Disruptor 1: Netvibes (Custom web portal)
Hero (pictured here not knowing he'll be Photoshopped to look silly): Founder Tariq Krim
B2 says: "Netvibes currently doesn't accept typical Web ads — the kind Krim denounces as 'Advertising 1.0, in your face.'" Instead he gets "sponsors."
B2 means: "Netvibes took $15 million in funding. It doesn't have income, just pointless deals that get media attention until a conglomerate buys the company."
Netvibes competitors B2 doesn't mention: Goowy, mobileGlu, Pageflakes, Protopage, Start, and over 30 others

Disruptor 2: Salesforce.com (Customer resource management/application platform provider)
Hero: CEO Marc Benioff
B2 says: "It's true that Benioff is known throughout the tech business for his bombast, and he's always predicting that Salesforce is about to do something amazing. But he's not all talk."
B2 means: "Benioff is about to launch a product update that will bring his company up to speed with competitors Microsoft and Oracle. Yawn."

#### PROMPT
Extend the rundown of tech "disruptors" past its last line, keeping its pattern of entries.

#### DATA SHOWN
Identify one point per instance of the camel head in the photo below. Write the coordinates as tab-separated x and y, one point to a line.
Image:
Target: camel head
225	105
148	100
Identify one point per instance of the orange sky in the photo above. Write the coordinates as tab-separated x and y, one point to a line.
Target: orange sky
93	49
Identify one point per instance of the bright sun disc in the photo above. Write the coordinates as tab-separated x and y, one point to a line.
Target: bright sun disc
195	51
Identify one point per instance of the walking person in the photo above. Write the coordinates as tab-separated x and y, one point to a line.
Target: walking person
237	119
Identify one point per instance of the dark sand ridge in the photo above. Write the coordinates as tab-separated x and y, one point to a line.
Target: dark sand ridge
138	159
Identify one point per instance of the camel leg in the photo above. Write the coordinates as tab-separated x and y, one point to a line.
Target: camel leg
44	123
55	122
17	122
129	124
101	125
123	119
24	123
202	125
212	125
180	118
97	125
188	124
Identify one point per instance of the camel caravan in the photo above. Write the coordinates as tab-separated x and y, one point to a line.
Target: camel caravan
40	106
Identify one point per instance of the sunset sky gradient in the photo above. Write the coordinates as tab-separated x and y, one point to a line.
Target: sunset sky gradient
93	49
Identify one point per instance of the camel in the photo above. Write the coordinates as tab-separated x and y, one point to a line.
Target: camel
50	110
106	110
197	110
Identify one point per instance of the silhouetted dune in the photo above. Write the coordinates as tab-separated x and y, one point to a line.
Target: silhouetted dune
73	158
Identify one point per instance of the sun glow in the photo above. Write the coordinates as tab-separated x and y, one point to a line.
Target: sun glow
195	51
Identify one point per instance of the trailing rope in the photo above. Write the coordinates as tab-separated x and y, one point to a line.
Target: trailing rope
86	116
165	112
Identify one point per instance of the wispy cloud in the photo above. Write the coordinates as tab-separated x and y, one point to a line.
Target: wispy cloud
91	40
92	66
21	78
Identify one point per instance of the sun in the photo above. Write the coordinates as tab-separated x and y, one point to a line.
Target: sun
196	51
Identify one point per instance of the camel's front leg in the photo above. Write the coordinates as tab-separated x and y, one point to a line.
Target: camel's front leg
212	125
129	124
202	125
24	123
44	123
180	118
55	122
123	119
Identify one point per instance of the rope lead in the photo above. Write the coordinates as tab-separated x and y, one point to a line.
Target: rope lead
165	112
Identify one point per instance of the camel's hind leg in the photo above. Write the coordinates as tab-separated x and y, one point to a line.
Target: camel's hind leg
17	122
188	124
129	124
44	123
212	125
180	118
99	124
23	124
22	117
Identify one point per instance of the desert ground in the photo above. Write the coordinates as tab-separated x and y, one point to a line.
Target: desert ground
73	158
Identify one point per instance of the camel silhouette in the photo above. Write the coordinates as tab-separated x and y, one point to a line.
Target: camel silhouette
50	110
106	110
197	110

#### RESPONSE TO THE TASK
Favorite Benioff quote: "We will destroy Oracle and SAP because they won't be able to respond to the innovation we are about to unleash."

Disruptor 3: Clearwire (Wi-Max broadband wireless provider)
Hero: Founder Craig McCaw
Actually, this guy's story checks out as far as I know — real business plan, real success. Feel free to correct me in the comments.

Disruptor 4: Zopa (Person-to-person loans)
Hero: The business model
B2 says: "Zopa is closing that gap by using the Web to allow personal lending on a massive scale. The startup was the first company to introduce peer-to-peer lending in the United Kingdom 18 months ago and is about to launch in America."
B2 means: "In America, Zopa will compete with Prosper, a personal lending site that already has a head start and funding from the same venture capital firm."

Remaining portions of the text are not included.